**Work instructions**. Copy each of the records below word for word, leaving out the pictures.

** Begin Provided material **

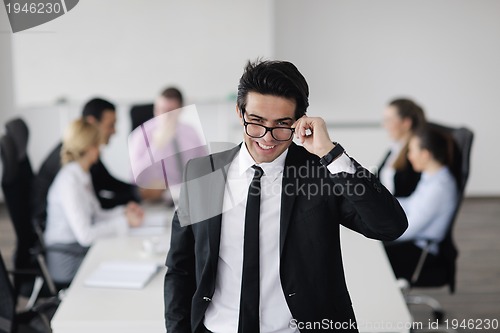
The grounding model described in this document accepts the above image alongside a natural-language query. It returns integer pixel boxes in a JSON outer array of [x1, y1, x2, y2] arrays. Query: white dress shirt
[[44, 162, 128, 246], [204, 144, 355, 333], [396, 167, 458, 254]]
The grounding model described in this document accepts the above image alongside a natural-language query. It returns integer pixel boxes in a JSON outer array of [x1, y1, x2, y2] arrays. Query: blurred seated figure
[[129, 87, 207, 205], [44, 119, 144, 283], [385, 127, 459, 281], [379, 98, 425, 197], [33, 98, 140, 227]]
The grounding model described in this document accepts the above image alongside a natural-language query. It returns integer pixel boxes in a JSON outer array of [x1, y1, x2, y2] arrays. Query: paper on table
[[85, 261, 159, 289]]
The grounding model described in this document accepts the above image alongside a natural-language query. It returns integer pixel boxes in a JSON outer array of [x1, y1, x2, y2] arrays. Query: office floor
[[0, 198, 500, 332]]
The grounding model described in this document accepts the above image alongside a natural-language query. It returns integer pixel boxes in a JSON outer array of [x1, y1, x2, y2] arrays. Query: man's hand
[[125, 201, 144, 228], [292, 116, 335, 157]]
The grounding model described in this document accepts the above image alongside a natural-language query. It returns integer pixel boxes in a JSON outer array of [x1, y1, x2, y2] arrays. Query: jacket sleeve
[[330, 158, 408, 241]]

** End Provided material **

**Written response**.
The grounding model described in this document accepts the above image alongside a natural-language query. It returns integer pixel boxes in a JSON outer array of [x1, y1, x2, y2] arrays. Query: white dress shirt
[[44, 162, 128, 246], [204, 144, 355, 333], [396, 167, 458, 254]]
The grounding model described in this document accepts the above image alongside a natural-language query. It returns integer pixel boxes in a JSON outer array of [x1, y1, x2, y2] arrays. Query: blurred seated figure
[[129, 87, 207, 205], [44, 119, 144, 283], [385, 127, 459, 281], [379, 98, 425, 197], [33, 98, 140, 227]]
The grounding model described in this document accepts the above image alongside a natural-language query. It returns integer pixel boxes in a JSON outer array of [x1, y1, x2, y2] arrays. Query: paper on table
[[85, 261, 159, 289]]
The grounding model described in this document accepts the above image alongside a natural-language query. It returns integer pixel boxes in a JSON outer array of [x1, y1, x2, y2] arrays. Query: office floor
[[0, 198, 500, 332]]
The grounding model described in this document accepts the above image alongside a natural-language query. It returns integer pixel boxes in a JSON outer array of [x1, y1, x2, y2] arrays. Query: man's hand
[[125, 201, 144, 228], [292, 116, 335, 157]]
The grounding model described in this document accepts the above image alongside a natural-language query. It returns integer pixel boxes in a JSON outer array of [x1, y1, x2, y2] arrays. Query: jacket sleeve
[[330, 158, 408, 241]]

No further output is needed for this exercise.